**Task to carry out:** What follows is a block of records; reproduce all of it verbatim.

[Stored items]

Start of Block

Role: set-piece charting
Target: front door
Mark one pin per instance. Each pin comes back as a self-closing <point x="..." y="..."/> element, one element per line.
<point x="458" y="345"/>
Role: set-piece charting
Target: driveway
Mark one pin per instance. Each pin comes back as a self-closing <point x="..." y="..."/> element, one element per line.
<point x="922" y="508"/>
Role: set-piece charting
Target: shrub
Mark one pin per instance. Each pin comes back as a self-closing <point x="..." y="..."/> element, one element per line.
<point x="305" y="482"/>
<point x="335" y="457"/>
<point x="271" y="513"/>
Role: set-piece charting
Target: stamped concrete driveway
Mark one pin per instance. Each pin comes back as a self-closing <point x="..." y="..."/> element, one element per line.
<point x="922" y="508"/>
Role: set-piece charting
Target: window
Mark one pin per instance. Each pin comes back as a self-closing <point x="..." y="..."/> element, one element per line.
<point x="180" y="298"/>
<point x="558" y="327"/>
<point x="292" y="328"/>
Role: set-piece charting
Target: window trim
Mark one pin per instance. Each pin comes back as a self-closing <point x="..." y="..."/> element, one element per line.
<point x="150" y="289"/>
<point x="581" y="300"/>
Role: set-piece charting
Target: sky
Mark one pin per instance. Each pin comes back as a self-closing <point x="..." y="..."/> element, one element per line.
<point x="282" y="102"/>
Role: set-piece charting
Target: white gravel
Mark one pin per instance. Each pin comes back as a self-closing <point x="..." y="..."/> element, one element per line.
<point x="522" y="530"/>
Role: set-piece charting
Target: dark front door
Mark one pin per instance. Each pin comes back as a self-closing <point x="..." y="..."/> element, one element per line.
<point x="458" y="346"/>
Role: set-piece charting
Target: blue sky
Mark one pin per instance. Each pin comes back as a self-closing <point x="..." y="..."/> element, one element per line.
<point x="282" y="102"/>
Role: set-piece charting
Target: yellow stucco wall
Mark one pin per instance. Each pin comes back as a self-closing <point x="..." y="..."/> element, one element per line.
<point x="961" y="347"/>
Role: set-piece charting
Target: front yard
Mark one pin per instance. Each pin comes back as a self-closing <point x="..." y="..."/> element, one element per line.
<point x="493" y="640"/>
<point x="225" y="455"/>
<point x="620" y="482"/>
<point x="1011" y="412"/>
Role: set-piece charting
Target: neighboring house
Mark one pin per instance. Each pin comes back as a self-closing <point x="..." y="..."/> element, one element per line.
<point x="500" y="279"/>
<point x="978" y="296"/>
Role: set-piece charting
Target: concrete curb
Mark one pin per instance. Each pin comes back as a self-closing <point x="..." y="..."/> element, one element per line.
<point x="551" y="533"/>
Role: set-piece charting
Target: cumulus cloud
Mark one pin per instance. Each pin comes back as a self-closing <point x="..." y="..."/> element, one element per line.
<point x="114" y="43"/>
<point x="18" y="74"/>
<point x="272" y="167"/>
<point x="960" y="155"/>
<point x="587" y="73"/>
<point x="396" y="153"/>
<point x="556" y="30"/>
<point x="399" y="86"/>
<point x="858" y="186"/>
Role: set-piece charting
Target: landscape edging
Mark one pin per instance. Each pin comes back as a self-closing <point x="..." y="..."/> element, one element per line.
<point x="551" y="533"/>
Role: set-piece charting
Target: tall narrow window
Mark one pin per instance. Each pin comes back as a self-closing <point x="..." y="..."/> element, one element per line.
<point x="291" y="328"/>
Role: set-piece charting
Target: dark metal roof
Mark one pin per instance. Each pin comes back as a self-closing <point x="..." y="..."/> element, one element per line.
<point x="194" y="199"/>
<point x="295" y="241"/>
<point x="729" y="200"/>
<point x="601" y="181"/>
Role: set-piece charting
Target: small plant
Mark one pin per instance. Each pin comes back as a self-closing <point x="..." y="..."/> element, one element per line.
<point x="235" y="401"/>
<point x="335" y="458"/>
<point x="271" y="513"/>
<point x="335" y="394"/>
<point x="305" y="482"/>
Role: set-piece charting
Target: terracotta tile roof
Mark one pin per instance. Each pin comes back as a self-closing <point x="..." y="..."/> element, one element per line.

End of Block

**Response:**
Role: set-piece charting
Target: front door
Mark one pin per instance. Each pin comes back as a self-closing <point x="..." y="..."/> element, one element per line.
<point x="458" y="345"/>
Role: set-piece charting
Target: driveway
Mark one pin per instance. Each pin comes back as a self-closing <point x="..." y="..."/> element, one element per line.
<point x="922" y="508"/>
Role: set-piece charting
Target: shrub
Mark one pin per instance. Each pin comes back as a self-closing <point x="..." y="..."/> element, one element per line.
<point x="305" y="482"/>
<point x="335" y="457"/>
<point x="271" y="513"/>
Role: set-piece charting
Target: stamped concrete driveway
Mark one pin per instance. Each pin comes back as a self-closing <point x="..." y="..."/> element, one element per line.
<point x="922" y="508"/>
Role: set-piece charting
Target: window
Mark one pin per instance. Each pin comes back as a self-closing <point x="..." y="..."/> element, one element per line.
<point x="180" y="298"/>
<point x="558" y="327"/>
<point x="292" y="328"/>
Role: set-piece charting
Target: window trim
Mark one pin per instance. Each pin comes back as a self-closing <point x="..." y="..."/> element, one element per line.
<point x="150" y="289"/>
<point x="581" y="300"/>
Role: set-piece charting
Target: sky
Mark one pin per instance. Each pin comes back as a self-closing <point x="..." y="..."/> element, one element per line.
<point x="282" y="102"/>
Role: set-piece charting
Target: white gravel
Mark one pin per instance. Each pin comes back as a self-closing <point x="..." y="..."/> element, one element per line.
<point x="522" y="530"/>
Role: set-piece charting
Target: dark front door
Mark one pin per instance. Each pin comes back as a self-closing <point x="..." y="..."/> element, one element per line.
<point x="458" y="346"/>
Role: set-piece charting
Target: blue sky
Mark one pin per instance. Each pin comes back as a self-closing <point x="..." y="..."/> element, one element per line.
<point x="282" y="102"/>
Role: set-piece charting
Target: yellow stucco wall
Mark one pin per instance. Each pin comes back as a self-closing <point x="..." y="..."/> element, one element per line.
<point x="961" y="347"/>
Role: set-piece charting
Target: front yard
Mark one pin per instance. Each pin comes back as a self-closing <point x="..." y="..."/> element, one element per line.
<point x="493" y="640"/>
<point x="225" y="455"/>
<point x="620" y="482"/>
<point x="1011" y="412"/>
Role: set-piece charting
Target: neighboring house
Mark one pin per instance. Each pin comes back as a self-closing <point x="..." y="..."/> element, one element per line.
<point x="500" y="279"/>
<point x="978" y="296"/>
Role: set-piece charting
Target: concrete curb
Mark one pin per instance. Each pin comes back as a self-closing <point x="..." y="..."/> element, one element per line.
<point x="551" y="533"/>
Role: set-piece charting
Target: cumulus cloud
Mark one pin per instance. Each pin comes back as a self-closing <point x="..." y="..."/> element, one element per line.
<point x="114" y="43"/>
<point x="18" y="74"/>
<point x="272" y="167"/>
<point x="960" y="155"/>
<point x="587" y="73"/>
<point x="396" y="153"/>
<point x="556" y="30"/>
<point x="399" y="86"/>
<point x="858" y="186"/>
Role: set-piece charting
Target: landscape edging
Mark one pin per instance. Each pin comes back as a self-closing <point x="..." y="..."/> element, one element per line.
<point x="551" y="533"/>
Role: set-piece charting
Target: tall narrow window
Mark one pin per instance. Each pin comes back as a self-closing <point x="..." y="..."/> element, one element per line.
<point x="291" y="328"/>
Role: set-piece charting
Target: dark metal roof
Mark one pin per instance. Each pin comes back as a self-closing <point x="..." y="..."/> element, one element per line.
<point x="194" y="199"/>
<point x="295" y="241"/>
<point x="729" y="200"/>
<point x="601" y="181"/>
Role: set-piece charting
Target: small plant
Mark one pin per instance. Each pin comes back as a self-closing <point x="..." y="..."/> element, one element per line.
<point x="235" y="401"/>
<point x="335" y="458"/>
<point x="271" y="513"/>
<point x="335" y="394"/>
<point x="305" y="482"/>
Role: set-piece charting
Target: terracotta tile roof
Mark one pin per instance. Each pin comes back as a self-closing <point x="..." y="..."/> element, one element per line.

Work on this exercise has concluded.